[Extract to read]

BACKGROUND OF THE INVENTION
1. Field of the Invention
The present invention relates in general to a method and apparatus to mitigate trapped pressure in a wellhead and in particular to a compressible pressure limiting device for limiting pressure from a void typically located between two crown plugs in a wellhead tree system.
2. Brief Description of Related Art
A horizontal subsea tree has a production outlet extending generally horizontally, in relation to the wellbore, and a bore that is axially aligned with the wellbore. A tubing hanger lands in the horizontal tree and supports a string of tubing extending into the wellbore. The tubing hanger has a vertical passage and a lateral passage extending from the vertical passage and registering with the production outlet of the tree. In some installations an internal tree cap lands in the tree above the tubing hanger, the tree cap normally having a vertical passage that aligns with the vertical passage in the tubing hanger. As a dual safety barrier, a wireline deployed crown plug is installed in the vertical passage of the tubing hanger and another crown plug is installed in the vertical passage of the tree cap. In other installations, the internal tree cap is omitted. In that case, the vertical passage of the tubing hanger is typically plugged with two crown plugs to meet requirements of having dual safety barriers.

[/Extract to read]

**Task item A**:
Please write out a passage of the patent background, starting at the words "BACKGROUND OF THE" and stopping after the words "wellhead tree system.".
**Task item B**:
In the patent background, what does the tubing hanger support?
Rely on the patent background alone for what comes next.

[Extracted entries]

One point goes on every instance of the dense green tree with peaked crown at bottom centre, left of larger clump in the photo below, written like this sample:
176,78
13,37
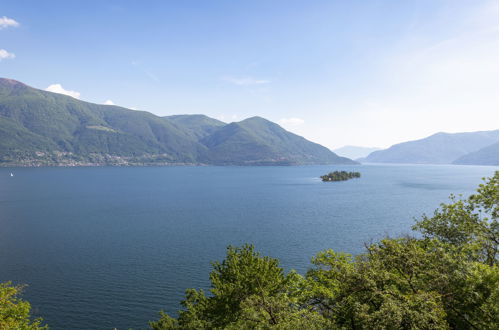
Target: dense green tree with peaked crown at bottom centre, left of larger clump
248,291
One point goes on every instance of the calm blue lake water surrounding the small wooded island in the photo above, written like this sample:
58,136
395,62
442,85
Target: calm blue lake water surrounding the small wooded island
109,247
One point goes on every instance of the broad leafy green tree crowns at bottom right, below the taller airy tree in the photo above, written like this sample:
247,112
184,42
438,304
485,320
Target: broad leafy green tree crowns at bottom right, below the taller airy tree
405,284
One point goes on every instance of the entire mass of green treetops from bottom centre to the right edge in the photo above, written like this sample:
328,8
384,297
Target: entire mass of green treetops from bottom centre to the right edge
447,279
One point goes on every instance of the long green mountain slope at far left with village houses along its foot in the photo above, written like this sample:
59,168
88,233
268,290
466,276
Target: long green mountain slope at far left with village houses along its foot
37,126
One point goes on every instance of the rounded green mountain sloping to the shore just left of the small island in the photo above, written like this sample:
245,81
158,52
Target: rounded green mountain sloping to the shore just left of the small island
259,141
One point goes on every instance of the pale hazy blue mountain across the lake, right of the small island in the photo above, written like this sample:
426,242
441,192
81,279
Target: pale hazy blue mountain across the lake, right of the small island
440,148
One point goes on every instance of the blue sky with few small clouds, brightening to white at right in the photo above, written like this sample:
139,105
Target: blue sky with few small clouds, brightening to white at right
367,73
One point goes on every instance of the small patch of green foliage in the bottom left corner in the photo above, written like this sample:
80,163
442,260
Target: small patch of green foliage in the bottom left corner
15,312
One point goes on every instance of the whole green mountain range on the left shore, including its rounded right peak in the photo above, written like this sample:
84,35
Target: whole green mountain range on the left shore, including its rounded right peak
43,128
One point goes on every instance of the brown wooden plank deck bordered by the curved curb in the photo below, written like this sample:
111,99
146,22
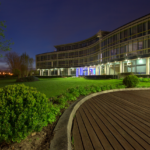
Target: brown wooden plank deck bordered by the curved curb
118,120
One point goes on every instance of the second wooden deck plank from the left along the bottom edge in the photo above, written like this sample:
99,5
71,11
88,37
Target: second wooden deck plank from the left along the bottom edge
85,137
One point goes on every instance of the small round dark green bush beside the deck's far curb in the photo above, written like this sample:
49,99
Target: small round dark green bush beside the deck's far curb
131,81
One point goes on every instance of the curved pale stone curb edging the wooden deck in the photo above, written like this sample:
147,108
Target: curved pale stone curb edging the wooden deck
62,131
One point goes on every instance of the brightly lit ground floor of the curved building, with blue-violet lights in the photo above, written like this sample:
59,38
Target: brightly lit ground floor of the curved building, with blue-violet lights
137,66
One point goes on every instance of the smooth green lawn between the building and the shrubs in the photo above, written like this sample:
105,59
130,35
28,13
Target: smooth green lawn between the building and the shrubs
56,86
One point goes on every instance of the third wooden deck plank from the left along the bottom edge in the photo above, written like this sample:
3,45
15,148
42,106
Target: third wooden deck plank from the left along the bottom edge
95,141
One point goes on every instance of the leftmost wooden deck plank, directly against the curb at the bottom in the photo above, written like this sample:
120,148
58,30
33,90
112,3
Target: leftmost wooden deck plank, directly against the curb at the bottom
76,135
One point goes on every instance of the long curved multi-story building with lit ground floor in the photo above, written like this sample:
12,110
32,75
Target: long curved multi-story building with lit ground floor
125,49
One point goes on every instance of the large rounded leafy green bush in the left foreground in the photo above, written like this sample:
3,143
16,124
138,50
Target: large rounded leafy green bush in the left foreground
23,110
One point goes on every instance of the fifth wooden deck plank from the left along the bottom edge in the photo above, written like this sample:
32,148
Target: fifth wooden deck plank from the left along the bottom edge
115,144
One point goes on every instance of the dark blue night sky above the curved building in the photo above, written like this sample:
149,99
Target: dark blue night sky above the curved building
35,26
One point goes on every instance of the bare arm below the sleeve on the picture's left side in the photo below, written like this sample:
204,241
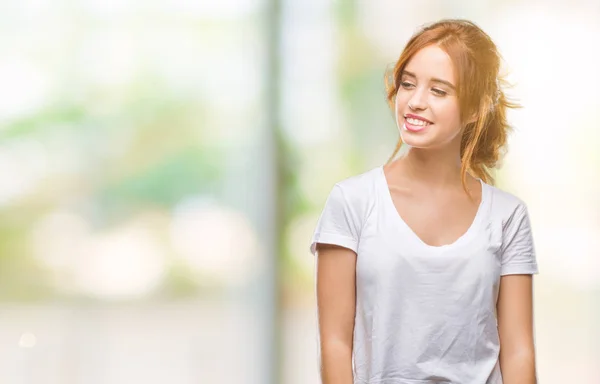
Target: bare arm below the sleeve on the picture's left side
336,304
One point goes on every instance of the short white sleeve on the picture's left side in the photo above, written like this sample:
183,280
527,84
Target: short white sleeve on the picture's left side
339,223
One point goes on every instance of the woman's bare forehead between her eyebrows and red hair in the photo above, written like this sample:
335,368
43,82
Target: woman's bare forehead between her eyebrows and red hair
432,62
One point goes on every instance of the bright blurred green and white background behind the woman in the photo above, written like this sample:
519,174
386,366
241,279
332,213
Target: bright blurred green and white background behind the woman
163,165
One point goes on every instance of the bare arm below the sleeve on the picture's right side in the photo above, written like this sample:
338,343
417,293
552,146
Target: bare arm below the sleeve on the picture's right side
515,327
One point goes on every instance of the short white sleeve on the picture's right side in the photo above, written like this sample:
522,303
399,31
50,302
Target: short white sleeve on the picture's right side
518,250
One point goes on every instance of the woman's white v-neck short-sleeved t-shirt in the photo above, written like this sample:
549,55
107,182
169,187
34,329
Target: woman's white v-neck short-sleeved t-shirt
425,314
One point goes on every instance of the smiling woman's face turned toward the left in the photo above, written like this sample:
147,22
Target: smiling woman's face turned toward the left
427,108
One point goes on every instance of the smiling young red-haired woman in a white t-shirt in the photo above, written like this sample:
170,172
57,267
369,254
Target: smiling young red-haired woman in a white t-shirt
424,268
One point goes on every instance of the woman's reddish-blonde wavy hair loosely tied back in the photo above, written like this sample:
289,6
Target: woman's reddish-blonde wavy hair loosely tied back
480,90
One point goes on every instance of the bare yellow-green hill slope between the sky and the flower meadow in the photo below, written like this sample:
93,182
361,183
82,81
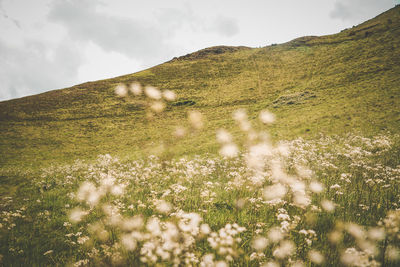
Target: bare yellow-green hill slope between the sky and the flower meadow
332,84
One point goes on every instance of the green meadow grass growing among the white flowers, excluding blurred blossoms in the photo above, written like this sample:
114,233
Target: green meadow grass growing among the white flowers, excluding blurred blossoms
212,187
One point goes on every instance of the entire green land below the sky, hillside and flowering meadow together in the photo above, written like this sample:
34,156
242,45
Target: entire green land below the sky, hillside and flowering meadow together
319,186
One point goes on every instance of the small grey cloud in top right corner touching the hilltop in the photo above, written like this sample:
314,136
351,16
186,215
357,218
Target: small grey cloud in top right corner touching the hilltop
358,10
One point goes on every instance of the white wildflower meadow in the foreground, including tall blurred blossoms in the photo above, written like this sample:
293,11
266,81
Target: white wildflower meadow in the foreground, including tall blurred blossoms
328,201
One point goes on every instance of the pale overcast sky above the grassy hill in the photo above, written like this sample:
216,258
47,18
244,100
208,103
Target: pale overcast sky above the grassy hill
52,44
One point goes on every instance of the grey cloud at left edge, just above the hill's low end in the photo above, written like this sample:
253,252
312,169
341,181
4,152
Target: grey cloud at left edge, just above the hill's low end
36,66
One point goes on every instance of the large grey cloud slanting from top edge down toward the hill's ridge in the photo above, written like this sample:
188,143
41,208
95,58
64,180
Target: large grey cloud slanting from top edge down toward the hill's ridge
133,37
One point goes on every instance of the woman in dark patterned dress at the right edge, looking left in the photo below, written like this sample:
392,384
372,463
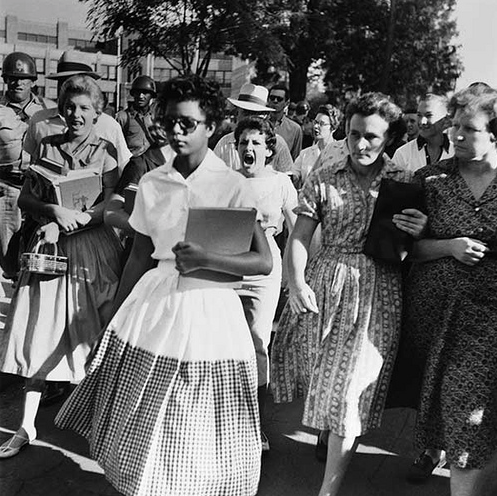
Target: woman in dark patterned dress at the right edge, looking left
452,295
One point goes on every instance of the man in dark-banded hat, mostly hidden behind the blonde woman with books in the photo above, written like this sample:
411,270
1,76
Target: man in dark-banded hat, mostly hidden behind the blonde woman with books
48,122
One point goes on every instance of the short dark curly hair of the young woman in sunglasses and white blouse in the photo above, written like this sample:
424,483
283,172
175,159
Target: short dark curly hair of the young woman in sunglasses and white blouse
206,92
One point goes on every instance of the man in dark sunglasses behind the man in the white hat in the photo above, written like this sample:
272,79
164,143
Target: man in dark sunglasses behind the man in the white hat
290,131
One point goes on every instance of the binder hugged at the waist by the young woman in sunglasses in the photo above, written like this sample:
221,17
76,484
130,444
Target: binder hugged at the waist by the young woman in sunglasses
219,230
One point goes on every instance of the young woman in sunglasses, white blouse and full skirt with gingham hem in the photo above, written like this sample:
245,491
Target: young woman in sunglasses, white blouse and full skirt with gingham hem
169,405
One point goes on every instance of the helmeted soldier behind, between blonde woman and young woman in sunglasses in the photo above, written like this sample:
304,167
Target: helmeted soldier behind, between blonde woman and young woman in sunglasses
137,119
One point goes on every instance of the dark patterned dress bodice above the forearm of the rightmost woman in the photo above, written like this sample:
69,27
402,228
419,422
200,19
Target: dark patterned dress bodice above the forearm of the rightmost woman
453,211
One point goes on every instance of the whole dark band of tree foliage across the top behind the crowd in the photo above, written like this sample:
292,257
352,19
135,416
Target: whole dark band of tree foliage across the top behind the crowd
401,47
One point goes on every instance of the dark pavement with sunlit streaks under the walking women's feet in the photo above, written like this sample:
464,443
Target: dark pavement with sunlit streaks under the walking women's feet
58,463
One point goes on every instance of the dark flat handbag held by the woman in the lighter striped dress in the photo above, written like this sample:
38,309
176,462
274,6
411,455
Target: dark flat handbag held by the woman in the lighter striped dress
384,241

[/Extracted entries]

**Your solution A**:
BACKGROUND OF THE INVENTION
1. Field of the Invention
The present invention relates in general to a method and apparatus to mitigate trapped pressure in a wellhead and in particular to a compressible pressure limiting device for limiting pressure from a void typically located between two crown plugs in a wellhead tree system.

**Your solution B**:
A string of tubing extending into the wellbore.